**THE INPUT**
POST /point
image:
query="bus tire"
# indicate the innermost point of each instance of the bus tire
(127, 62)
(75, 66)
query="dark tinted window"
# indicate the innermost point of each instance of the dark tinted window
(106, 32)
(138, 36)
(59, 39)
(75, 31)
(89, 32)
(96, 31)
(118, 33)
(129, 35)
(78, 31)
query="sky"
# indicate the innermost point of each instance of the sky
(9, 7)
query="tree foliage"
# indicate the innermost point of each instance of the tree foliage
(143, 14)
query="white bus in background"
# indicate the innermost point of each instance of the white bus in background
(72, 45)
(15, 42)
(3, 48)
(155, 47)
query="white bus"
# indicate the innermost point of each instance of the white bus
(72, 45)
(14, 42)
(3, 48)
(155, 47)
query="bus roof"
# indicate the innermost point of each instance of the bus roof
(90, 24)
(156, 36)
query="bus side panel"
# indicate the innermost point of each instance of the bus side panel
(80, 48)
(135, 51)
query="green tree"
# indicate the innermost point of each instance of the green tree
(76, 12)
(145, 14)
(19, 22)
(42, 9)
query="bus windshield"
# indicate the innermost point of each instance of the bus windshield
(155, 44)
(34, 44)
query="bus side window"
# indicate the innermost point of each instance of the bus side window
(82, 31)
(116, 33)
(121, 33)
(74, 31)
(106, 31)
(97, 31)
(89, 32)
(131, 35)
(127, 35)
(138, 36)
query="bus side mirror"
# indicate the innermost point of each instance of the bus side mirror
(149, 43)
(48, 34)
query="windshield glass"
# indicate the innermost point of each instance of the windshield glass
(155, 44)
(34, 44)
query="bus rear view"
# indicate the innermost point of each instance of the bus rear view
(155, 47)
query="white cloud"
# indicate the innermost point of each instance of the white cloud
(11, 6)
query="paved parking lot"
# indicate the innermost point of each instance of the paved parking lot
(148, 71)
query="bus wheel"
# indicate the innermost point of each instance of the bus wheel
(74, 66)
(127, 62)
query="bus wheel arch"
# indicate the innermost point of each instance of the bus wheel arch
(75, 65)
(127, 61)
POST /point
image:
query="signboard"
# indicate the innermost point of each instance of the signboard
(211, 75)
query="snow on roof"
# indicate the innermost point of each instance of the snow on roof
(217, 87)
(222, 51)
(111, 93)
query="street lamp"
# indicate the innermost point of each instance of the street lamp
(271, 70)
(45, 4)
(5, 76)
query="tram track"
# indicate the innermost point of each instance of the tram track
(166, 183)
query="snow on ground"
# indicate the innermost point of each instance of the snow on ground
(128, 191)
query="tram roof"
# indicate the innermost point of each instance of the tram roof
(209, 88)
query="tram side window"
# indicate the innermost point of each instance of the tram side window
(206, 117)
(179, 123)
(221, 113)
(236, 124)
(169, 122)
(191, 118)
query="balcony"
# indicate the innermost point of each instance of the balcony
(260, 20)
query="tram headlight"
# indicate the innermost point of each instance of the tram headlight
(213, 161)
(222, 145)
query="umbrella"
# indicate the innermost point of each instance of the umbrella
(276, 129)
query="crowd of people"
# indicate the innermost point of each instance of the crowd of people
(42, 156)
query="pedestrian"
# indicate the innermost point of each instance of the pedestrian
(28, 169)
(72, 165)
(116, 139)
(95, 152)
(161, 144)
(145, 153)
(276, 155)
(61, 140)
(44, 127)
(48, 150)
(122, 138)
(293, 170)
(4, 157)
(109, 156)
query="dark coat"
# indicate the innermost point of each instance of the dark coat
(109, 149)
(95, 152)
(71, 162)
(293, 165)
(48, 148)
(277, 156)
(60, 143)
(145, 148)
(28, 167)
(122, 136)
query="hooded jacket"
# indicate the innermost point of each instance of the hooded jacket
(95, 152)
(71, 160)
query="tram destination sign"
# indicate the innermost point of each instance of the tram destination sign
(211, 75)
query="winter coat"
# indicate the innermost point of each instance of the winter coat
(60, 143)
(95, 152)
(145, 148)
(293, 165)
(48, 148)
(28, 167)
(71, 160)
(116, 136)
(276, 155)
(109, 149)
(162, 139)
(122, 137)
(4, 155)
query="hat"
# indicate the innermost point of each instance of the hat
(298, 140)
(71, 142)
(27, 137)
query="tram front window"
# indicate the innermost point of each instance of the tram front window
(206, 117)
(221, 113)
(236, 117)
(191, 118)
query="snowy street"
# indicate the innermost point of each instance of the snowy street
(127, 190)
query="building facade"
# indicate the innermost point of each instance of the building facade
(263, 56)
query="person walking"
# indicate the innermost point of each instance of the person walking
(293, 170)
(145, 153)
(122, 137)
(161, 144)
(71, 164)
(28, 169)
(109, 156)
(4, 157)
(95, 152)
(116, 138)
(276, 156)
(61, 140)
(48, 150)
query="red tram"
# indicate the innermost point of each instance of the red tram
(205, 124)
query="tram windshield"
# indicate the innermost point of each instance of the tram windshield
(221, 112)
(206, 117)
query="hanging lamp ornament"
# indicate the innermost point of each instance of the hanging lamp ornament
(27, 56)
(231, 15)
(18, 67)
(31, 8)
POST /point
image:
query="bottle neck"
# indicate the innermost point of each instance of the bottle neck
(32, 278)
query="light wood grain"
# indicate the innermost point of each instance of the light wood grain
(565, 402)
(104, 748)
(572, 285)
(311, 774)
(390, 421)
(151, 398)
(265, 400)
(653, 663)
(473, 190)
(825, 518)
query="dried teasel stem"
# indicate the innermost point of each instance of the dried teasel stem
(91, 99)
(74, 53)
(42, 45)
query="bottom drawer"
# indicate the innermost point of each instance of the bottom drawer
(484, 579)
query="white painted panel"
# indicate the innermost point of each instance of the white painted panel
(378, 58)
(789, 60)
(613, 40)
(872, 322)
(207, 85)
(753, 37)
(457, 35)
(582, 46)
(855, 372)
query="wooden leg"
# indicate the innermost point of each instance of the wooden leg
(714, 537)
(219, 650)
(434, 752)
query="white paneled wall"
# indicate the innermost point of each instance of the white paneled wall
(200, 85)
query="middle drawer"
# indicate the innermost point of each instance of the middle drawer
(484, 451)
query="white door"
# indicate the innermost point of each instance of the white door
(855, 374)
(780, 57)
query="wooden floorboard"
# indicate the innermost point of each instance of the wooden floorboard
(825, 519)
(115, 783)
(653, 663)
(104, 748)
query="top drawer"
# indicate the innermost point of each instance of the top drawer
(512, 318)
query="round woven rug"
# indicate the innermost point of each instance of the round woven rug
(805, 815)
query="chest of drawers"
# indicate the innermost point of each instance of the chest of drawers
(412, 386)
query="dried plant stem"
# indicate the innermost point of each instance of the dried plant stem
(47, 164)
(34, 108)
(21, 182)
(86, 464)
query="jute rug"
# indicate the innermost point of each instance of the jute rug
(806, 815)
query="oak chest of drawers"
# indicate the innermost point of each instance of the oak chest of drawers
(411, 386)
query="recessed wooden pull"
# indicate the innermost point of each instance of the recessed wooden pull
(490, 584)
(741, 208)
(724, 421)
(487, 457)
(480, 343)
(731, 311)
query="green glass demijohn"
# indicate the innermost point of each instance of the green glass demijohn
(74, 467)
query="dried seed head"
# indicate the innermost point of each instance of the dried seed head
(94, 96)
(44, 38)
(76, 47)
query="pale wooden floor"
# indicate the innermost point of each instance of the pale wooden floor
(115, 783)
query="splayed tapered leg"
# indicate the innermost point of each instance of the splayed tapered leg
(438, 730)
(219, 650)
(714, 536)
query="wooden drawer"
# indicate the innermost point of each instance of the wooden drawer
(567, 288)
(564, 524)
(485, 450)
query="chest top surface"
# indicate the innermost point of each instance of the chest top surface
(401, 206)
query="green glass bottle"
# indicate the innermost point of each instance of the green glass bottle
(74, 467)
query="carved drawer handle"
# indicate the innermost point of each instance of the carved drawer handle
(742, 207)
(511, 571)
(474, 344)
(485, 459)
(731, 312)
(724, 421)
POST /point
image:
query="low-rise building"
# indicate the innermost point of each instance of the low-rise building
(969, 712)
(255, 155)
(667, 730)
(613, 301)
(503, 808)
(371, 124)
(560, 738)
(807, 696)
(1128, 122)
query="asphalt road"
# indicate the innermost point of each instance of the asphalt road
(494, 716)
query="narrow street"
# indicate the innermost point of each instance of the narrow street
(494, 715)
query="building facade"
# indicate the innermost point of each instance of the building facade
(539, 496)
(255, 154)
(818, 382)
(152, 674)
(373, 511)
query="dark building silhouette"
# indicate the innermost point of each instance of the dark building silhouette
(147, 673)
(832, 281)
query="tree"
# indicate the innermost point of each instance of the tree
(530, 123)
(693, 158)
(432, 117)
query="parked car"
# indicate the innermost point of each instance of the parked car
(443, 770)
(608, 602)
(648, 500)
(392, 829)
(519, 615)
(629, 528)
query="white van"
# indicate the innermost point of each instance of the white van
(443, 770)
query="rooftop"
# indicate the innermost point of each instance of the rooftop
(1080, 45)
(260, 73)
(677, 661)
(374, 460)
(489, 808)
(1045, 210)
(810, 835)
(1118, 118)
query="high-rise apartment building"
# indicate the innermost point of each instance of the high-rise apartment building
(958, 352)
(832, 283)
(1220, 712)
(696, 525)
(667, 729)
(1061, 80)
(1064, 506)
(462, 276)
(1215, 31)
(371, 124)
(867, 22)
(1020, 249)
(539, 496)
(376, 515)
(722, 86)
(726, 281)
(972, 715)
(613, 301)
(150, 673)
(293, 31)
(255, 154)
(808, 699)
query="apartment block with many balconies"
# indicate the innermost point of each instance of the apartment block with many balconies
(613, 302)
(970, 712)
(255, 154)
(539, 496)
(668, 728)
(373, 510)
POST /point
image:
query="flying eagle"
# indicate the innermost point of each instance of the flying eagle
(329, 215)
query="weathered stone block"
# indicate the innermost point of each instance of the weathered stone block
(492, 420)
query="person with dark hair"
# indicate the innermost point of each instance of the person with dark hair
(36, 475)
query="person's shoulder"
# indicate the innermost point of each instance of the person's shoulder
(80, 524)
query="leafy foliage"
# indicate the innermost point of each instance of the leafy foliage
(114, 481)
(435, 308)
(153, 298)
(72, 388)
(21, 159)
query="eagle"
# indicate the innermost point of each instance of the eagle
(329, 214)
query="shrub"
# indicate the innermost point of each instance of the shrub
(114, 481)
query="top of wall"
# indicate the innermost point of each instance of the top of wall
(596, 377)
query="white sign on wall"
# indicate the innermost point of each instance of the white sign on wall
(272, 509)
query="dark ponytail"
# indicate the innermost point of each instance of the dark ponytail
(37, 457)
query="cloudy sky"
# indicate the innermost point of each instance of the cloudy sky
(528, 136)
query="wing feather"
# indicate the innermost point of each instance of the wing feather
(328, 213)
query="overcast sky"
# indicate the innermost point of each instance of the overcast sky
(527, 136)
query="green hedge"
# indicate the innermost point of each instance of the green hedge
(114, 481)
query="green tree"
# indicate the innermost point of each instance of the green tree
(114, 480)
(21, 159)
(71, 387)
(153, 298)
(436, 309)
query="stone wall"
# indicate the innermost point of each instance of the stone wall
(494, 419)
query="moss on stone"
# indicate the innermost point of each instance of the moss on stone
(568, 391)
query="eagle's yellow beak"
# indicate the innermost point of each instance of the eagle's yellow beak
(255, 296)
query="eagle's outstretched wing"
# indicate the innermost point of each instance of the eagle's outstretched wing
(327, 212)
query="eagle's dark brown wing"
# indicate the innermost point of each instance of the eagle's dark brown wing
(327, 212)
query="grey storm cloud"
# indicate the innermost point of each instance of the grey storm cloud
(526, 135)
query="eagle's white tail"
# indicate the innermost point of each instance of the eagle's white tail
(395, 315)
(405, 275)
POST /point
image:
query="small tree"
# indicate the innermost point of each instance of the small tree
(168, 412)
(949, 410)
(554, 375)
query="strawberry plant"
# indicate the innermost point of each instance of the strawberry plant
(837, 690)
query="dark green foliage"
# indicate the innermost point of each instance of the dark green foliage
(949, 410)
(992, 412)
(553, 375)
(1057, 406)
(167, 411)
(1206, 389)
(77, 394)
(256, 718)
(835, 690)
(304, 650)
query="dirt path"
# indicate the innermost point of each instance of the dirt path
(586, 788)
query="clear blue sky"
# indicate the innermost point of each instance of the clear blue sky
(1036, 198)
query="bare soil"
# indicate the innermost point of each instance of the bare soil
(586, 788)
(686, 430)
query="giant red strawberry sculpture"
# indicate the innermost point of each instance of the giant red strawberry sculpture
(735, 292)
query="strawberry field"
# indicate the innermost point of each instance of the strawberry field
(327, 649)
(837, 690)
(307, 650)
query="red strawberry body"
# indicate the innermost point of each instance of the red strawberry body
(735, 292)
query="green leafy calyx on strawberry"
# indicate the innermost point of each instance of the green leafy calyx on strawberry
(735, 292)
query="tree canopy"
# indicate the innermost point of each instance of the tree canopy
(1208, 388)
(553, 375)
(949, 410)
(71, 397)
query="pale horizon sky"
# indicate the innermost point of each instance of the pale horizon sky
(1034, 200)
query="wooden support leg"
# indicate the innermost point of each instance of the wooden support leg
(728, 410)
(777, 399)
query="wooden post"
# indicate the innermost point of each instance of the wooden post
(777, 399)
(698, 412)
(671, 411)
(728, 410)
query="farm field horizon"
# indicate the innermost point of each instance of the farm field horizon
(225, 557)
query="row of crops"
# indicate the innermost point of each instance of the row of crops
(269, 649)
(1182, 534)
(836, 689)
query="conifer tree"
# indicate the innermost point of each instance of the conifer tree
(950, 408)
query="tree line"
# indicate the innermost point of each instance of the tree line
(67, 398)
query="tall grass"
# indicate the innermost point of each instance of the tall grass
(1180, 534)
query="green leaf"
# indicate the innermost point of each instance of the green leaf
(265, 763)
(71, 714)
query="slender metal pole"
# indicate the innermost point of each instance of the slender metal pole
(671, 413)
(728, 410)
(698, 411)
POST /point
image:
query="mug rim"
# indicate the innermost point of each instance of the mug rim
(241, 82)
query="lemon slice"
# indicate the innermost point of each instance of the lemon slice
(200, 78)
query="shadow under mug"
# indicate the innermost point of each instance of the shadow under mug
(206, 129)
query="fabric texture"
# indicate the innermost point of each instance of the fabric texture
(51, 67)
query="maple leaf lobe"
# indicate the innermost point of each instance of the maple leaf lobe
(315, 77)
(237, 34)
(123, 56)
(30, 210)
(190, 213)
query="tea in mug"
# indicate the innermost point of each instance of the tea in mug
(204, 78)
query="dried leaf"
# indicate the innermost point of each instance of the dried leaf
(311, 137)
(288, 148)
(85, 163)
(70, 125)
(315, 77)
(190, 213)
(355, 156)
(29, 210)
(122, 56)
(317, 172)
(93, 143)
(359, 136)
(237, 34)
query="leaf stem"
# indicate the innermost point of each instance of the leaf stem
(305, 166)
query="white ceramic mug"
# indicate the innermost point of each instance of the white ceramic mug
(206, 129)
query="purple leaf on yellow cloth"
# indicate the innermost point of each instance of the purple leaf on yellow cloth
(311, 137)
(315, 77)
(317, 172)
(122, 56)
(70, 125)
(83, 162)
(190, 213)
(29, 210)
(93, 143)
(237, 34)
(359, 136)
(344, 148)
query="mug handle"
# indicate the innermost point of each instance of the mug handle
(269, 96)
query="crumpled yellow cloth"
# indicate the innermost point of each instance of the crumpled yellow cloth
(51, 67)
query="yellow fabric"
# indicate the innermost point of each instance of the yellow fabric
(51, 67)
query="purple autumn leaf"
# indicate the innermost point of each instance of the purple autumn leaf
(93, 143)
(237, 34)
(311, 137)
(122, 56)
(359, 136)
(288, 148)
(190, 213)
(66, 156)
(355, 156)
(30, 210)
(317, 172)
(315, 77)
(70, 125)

**WHAT IS ASKED**
Return every line of the text above that contains the string "wall", matching case exactly.

**RESULT OF THIS EXERCISE**
query="white paneled wall"
# indicate the innermost point of each instance of the white paneled wall
query="top of wall"
# indicate the innermost point of each instance of the top of wall
query="white sign on wall"
# indicate the innermost point of each instance of the white sign on wall
query="stone wall"
# indicate the innermost point of each instance of the stone wall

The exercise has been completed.